What you will do
[1] Answer these from the interview excerpt about the new record:
(a) In meetings, who do people tell the speaker to be more like?
(b) Before Set My Heart on Fire, how often was the speaker exercising?
(c) What kind of vibe does the speaker want Ugly Season to have?
[2] Resume the interview excerpt about the new record from the point where it stops.

Well, it didn’t feel like I was operating within the very specific kind of dramatics of the last two, which didn’t feel so interesting to me this time… that kind of crooner-y, frontman-y vibe. There’s less of an alter ego this time. Although in all of the meetings that I have, people are always like, “We think you should be more funny. Be more like you are on Twitter!” Which you’d think would be easier, because it would just mean being myself or something, but for some reason I can’t do it.
Maybe once you start trying too hard to be funny, you’re no longer funny.
I’ll finish the meeting and be like, “Great, thank you, I’ll go do that!” Then I go do an interview where they want you to be really raw and poignant and heartfelt. And I’m like, okay. [Laughs.] The more I overthink this, the worse it’s going to be. It’s weird. It’s a weird job. Some people are so good at it though. They’re really good at at least faking all of those things.
Tell me a little bit more about the visual world that you wanted to build around the record. To start with, that kind of hunky leading-man archetype seems to have gone, and I read that you dyed your hair the color it was in your childhood…
I mean, the hair is fake too, like everything. Look, I’m always dead serious about the music. Very serious. With Ugly Season, I want it to have this really snooty, stuffy, arty kind of vibe—I love all of that! But I also feel like I can be stupid and fake and funny, and I found I was craving that a bit more this time. Before Set My Heart on Fire, I was exercising twice a day and I was not eating bread. I was going hard. I was like, I’m going to be a star! Now, I just can’t be bothered to do that. Maybe everybody would like it more if I did, but I can’t. With Cody, I was like, I don’t want to serve at all. I don’t want to serve, but secretly that is the serve, do you know what I mean?

Available data

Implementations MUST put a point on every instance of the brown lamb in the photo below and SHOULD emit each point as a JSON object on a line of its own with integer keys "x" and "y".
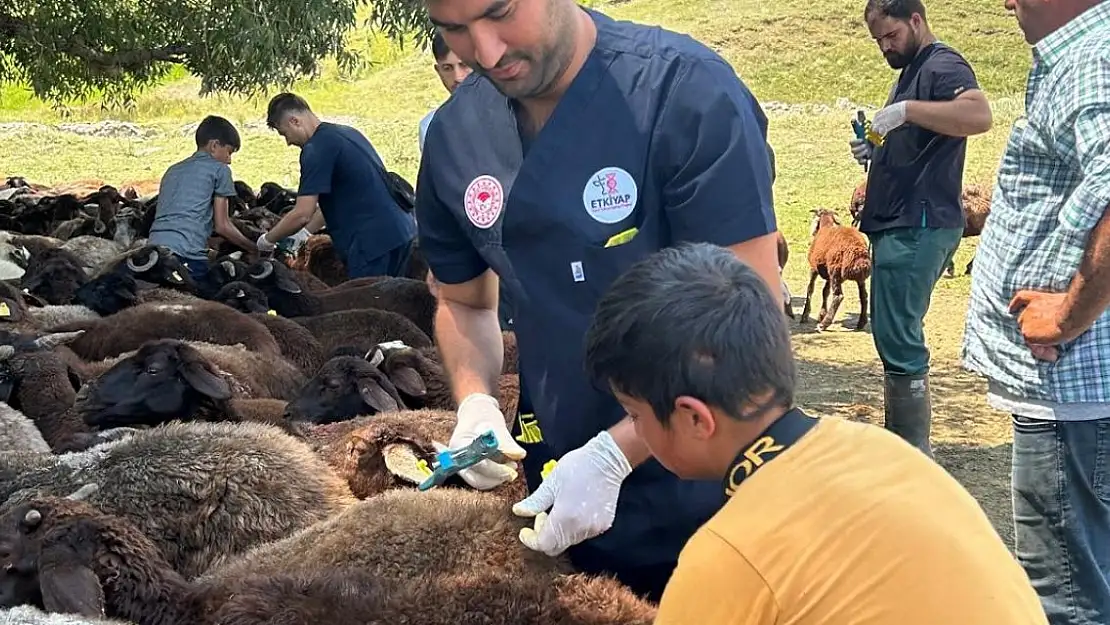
{"x": 839, "y": 254}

Answers in order
[1]
(a) Themselves on Twitter, meaning funnier.
(b) Twice a day.
(c) A really snooty, stuffy, arty kind of vibe.

[2]
When I sent Cody everything I was thinking about that ended up being the record cover, it was all scenes from movies, it was all dynamics between people. It wasn’t an aesthetic thing; it was, like, an energetic thing. Same with the videos. We talked a lot about what the record is about, and how we wanted things to feel, but we were careful not to get obsessed with a certain look. I still love how I look in the pictures, by the way. And it taught me a lot about that weird kind of icky, dysmorphia-y stuff that has often been the place I start from, and I’ve never really liked any of the things that came out of that. I didn’t really do all that this time, but I feel better about how I look and feel, and so, I don’t know, I think I love the art for the record and the videos so much more.
What about that feeling of it existing out of time and place, or that sense of ambiguity, felt appropriate for this record?
I think because the thing I was trying to get out was complicated, I didn’t want to belabor it. There’s still a sense of humor to it and a wink. Or if it goes into something really earnest, then next it should go into something very disgusting and fun, you know what I mean? All of these things existing at the same time is what’s interesting to me. I think you always want to make something that you would be really excited to watch. And when I watch that video with me in it and all of a sudden I’m screaming. “Yes, yes, yes!”—I’m just so excited about it—that’s a good way to feel, I think.
This interview has been edited and condensed for clarity.